(WHAT THIS TASK INVOLVES) Copy every line of the records below verbatim, leaving out the pictures.

Raw records:
╭──

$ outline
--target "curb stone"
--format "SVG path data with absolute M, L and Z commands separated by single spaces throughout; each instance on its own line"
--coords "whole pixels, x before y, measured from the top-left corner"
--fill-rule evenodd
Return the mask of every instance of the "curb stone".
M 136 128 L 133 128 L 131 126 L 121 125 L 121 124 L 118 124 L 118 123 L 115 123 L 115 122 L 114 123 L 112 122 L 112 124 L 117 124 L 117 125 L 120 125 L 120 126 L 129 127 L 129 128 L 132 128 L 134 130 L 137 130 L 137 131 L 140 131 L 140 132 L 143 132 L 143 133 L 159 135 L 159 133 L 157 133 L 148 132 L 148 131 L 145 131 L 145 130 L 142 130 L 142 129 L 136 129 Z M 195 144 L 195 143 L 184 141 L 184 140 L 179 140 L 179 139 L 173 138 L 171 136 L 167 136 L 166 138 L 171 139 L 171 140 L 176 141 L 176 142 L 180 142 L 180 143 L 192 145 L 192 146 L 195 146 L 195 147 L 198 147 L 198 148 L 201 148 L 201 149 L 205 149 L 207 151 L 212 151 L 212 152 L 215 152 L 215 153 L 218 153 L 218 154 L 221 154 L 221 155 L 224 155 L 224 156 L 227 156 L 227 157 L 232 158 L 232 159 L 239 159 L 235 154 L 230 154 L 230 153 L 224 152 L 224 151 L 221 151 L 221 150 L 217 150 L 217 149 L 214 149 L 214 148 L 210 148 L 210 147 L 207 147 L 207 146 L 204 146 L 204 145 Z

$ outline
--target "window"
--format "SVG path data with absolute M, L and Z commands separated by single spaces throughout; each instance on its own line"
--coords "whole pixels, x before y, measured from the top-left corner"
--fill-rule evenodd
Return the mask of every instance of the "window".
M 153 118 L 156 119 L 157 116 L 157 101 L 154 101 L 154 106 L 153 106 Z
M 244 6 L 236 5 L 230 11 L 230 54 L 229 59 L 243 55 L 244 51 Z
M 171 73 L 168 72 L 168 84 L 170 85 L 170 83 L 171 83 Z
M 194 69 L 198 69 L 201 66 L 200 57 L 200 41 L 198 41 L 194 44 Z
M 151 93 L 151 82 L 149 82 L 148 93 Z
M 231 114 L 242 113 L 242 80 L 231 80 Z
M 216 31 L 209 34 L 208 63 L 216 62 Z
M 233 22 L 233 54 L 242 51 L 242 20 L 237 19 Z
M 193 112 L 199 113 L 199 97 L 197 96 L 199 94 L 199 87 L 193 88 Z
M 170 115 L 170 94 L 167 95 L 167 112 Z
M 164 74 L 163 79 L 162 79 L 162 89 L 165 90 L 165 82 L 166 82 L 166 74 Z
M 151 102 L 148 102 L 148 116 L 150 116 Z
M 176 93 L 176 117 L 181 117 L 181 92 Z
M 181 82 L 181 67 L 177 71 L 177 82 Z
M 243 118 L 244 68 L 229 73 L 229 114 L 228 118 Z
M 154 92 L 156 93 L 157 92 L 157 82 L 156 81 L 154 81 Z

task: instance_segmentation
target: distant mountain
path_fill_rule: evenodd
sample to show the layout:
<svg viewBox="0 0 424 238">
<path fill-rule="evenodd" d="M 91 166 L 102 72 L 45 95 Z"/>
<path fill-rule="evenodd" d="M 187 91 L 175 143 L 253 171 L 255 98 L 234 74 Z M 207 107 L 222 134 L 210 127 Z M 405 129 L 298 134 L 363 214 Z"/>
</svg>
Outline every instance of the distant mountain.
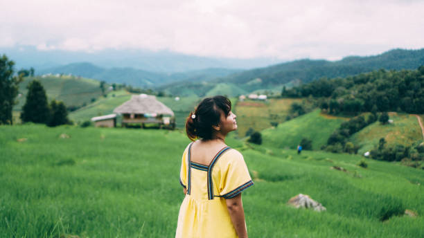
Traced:
<svg viewBox="0 0 424 238">
<path fill-rule="evenodd" d="M 129 67 L 105 68 L 91 63 L 81 62 L 41 70 L 36 74 L 72 74 L 104 80 L 109 83 L 125 83 L 133 86 L 154 88 L 164 84 L 179 81 L 209 81 L 240 71 L 240 70 L 228 68 L 206 68 L 184 73 L 164 73 Z"/>
<path fill-rule="evenodd" d="M 256 90 L 274 90 L 283 85 L 294 82 L 306 83 L 321 77 L 337 77 L 370 72 L 385 68 L 387 70 L 416 69 L 424 64 L 424 48 L 420 50 L 395 49 L 374 56 L 349 56 L 342 60 L 330 62 L 323 60 L 301 60 L 279 64 L 265 68 L 258 68 L 226 77 L 221 77 L 209 82 L 195 83 L 196 92 L 209 91 L 218 83 L 231 83 L 240 89 L 251 92 Z M 178 89 L 190 89 L 193 83 L 172 84 L 161 89 L 173 94 L 178 94 Z M 212 85 L 209 85 L 212 84 Z M 202 87 L 205 88 L 202 89 Z M 238 91 L 241 91 L 239 90 Z M 198 95 L 202 96 L 197 93 Z"/>
<path fill-rule="evenodd" d="M 102 67 L 133 68 L 150 72 L 176 73 L 210 68 L 249 69 L 281 62 L 272 58 L 235 59 L 184 55 L 168 51 L 108 49 L 92 53 L 41 51 L 35 46 L 0 47 L 15 61 L 17 69 L 34 67 L 35 71 L 76 62 L 89 62 Z"/>
</svg>

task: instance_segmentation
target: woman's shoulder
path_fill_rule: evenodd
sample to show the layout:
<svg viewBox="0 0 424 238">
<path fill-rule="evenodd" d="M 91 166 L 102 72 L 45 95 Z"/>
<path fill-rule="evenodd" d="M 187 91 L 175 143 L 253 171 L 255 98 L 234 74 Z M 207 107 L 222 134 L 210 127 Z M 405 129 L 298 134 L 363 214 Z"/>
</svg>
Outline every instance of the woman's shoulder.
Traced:
<svg viewBox="0 0 424 238">
<path fill-rule="evenodd" d="M 229 148 L 227 149 L 225 153 L 222 154 L 218 161 L 221 161 L 222 163 L 228 163 L 240 161 L 245 161 L 243 155 L 237 149 Z"/>
</svg>

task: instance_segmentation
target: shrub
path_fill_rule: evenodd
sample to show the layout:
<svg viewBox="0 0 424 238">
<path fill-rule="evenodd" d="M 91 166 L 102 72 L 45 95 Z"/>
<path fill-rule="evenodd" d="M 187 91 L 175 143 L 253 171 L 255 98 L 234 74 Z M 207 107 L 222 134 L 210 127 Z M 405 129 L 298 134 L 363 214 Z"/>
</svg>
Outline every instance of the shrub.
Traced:
<svg viewBox="0 0 424 238">
<path fill-rule="evenodd" d="M 249 129 L 247 129 L 247 131 L 246 131 L 246 134 L 245 136 L 249 136 L 250 135 L 251 135 L 254 132 L 255 132 L 255 130 L 251 128 L 251 127 L 249 127 Z"/>
<path fill-rule="evenodd" d="M 380 118 L 378 118 L 378 121 L 381 122 L 381 124 L 386 124 L 389 121 L 389 114 L 387 112 L 383 112 L 380 115 Z"/>
<path fill-rule="evenodd" d="M 250 135 L 250 138 L 249 140 L 247 140 L 247 141 L 256 145 L 262 144 L 262 135 L 260 134 L 260 132 L 254 132 L 251 135 Z"/>
</svg>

╰──

(WRITTEN RESPONSE)
$ outline
--target "curb stone"
--format "SVG path data with absolute M, L and Z commands separated by single spaces throughout; each instance on its own line"
--coords "whole pixels, x before y, measured from the top-left corner"
--fill-rule evenodd
Return the mask of every instance of the "curb stone".
M 136 128 L 133 128 L 131 126 L 121 125 L 121 124 L 118 124 L 118 123 L 115 123 L 115 122 L 114 123 L 112 122 L 112 124 L 117 124 L 117 125 L 120 125 L 120 126 L 129 127 L 129 128 L 132 128 L 134 130 L 137 130 L 137 131 L 140 131 L 140 132 L 143 132 L 143 133 L 159 135 L 159 133 L 157 133 L 148 132 L 148 131 L 145 131 L 145 130 L 142 130 L 142 129 L 136 129 Z M 195 144 L 195 143 L 184 141 L 184 140 L 179 140 L 179 139 L 173 138 L 171 136 L 167 136 L 166 138 L 171 139 L 171 140 L 176 141 L 176 142 L 180 142 L 180 143 L 192 145 L 192 146 L 195 146 L 195 147 L 198 147 L 198 148 L 201 148 L 201 149 L 205 149 L 207 151 L 212 151 L 212 152 L 215 152 L 215 153 L 218 153 L 218 154 L 221 154 L 221 155 L 224 155 L 224 156 L 227 156 L 227 157 L 232 158 L 232 159 L 239 159 L 235 154 L 230 154 L 230 153 L 224 152 L 224 151 L 221 151 L 221 150 L 217 150 L 217 149 L 214 149 L 214 148 L 210 148 L 210 147 L 207 147 L 207 146 L 204 146 L 204 145 Z

$ outline
--target "window"
--format "SVG path data with absolute M, L and Z commands separated by single spaces throughout; each instance on its own line"
--coords "whole pixels, x before y, measured from the top-left corner"
--fill-rule evenodd
Return the mask of every instance of the "window".
M 153 118 L 156 119 L 157 116 L 157 101 L 154 101 L 154 106 L 153 106 Z
M 244 6 L 236 5 L 230 11 L 230 54 L 229 59 L 243 55 L 244 51 Z
M 171 73 L 168 72 L 168 84 L 170 85 L 170 83 L 171 83 Z
M 194 69 L 198 69 L 201 66 L 200 57 L 200 41 L 198 41 L 194 44 Z
M 151 93 L 151 82 L 149 82 L 148 93 Z
M 231 114 L 242 113 L 242 80 L 231 80 Z
M 216 31 L 209 34 L 208 63 L 216 62 Z
M 233 22 L 233 54 L 242 51 L 242 20 L 237 19 Z
M 193 112 L 199 113 L 199 97 L 197 96 L 199 94 L 199 87 L 193 88 Z
M 170 115 L 170 94 L 167 95 L 167 112 Z
M 164 74 L 163 79 L 162 79 L 162 89 L 165 90 L 165 82 L 166 82 L 166 74 Z
M 151 102 L 148 102 L 148 116 L 150 116 Z
M 176 93 L 176 117 L 181 117 L 181 92 Z
M 181 82 L 181 67 L 177 71 L 177 82 Z
M 243 118 L 244 68 L 229 73 L 229 114 L 228 118 Z
M 154 92 L 156 93 L 157 92 L 157 82 L 156 81 L 154 81 Z

task: instance_segmentation
target: distant mountain
path_fill_rule: evenodd
sample to show the layout:
<svg viewBox="0 0 424 238">
<path fill-rule="evenodd" d="M 91 166 L 102 72 L 45 95 Z"/>
<path fill-rule="evenodd" d="M 187 91 L 175 143 L 253 171 L 255 98 L 234 74 Z M 207 107 L 222 134 L 210 127 Z M 405 129 L 298 134 L 363 214 Z"/>
</svg>
Outline every instance of the distant mountain.
Traced:
<svg viewBox="0 0 424 238">
<path fill-rule="evenodd" d="M 129 67 L 105 68 L 91 63 L 81 62 L 41 70 L 36 74 L 72 74 L 104 80 L 109 83 L 125 83 L 133 86 L 154 88 L 164 84 L 179 81 L 209 81 L 240 71 L 240 70 L 228 68 L 206 68 L 184 73 L 164 73 Z"/>
<path fill-rule="evenodd" d="M 256 90 L 274 90 L 283 85 L 294 82 L 306 83 L 321 77 L 337 77 L 370 72 L 385 68 L 387 70 L 416 69 L 424 64 L 424 48 L 420 50 L 395 49 L 374 56 L 349 56 L 342 60 L 330 62 L 323 60 L 301 60 L 279 64 L 265 68 L 258 68 L 226 77 L 221 77 L 209 82 L 195 83 L 196 92 L 209 91 L 218 83 L 231 83 L 240 89 L 251 92 Z M 178 89 L 190 89 L 193 83 L 172 84 L 161 89 L 173 94 L 178 94 Z M 212 85 L 209 85 L 212 84 Z M 202 87 L 205 88 L 202 89 Z M 238 91 L 241 91 L 239 90 Z M 198 95 L 202 96 L 197 93 Z"/>
<path fill-rule="evenodd" d="M 102 67 L 133 68 L 150 72 L 176 73 L 210 68 L 249 69 L 281 62 L 272 58 L 235 59 L 184 55 L 168 51 L 108 49 L 92 53 L 41 51 L 35 46 L 0 47 L 15 61 L 17 69 L 34 67 L 35 71 L 76 62 L 89 62 Z"/>
</svg>

task: instance_segmentation
target: woman's shoulder
path_fill_rule: evenodd
sample to show the layout:
<svg viewBox="0 0 424 238">
<path fill-rule="evenodd" d="M 91 166 L 102 72 L 45 95 Z"/>
<path fill-rule="evenodd" d="M 187 91 L 175 143 L 253 171 L 255 98 L 234 74 Z M 207 107 L 222 134 L 210 127 Z M 405 129 L 298 134 L 363 214 Z"/>
</svg>
Outline every instance of the woman's shoulder.
Traced:
<svg viewBox="0 0 424 238">
<path fill-rule="evenodd" d="M 229 148 L 227 149 L 225 153 L 222 154 L 218 161 L 221 161 L 222 163 L 228 163 L 240 161 L 245 161 L 243 155 L 237 149 Z"/>
</svg>

task: instance_segmentation
target: shrub
path_fill_rule: evenodd
sample to show the layout:
<svg viewBox="0 0 424 238">
<path fill-rule="evenodd" d="M 91 166 L 102 72 L 45 95 Z"/>
<path fill-rule="evenodd" d="M 187 91 L 175 143 L 253 171 L 255 98 L 234 74 Z M 207 107 L 222 134 L 210 127 Z M 405 129 L 298 134 L 363 214 Z"/>
</svg>
Outline every instance of the shrub.
Traced:
<svg viewBox="0 0 424 238">
<path fill-rule="evenodd" d="M 249 129 L 247 129 L 247 131 L 246 131 L 246 134 L 245 136 L 249 136 L 250 135 L 251 135 L 254 132 L 255 132 L 255 130 L 251 128 L 251 127 L 249 127 Z"/>
<path fill-rule="evenodd" d="M 380 118 L 378 118 L 378 121 L 381 122 L 381 124 L 386 124 L 389 121 L 389 114 L 387 112 L 383 112 L 380 115 Z"/>
<path fill-rule="evenodd" d="M 250 135 L 250 138 L 249 140 L 247 140 L 247 141 L 256 145 L 262 144 L 262 135 L 260 134 L 260 132 L 254 132 L 251 135 Z"/>
</svg>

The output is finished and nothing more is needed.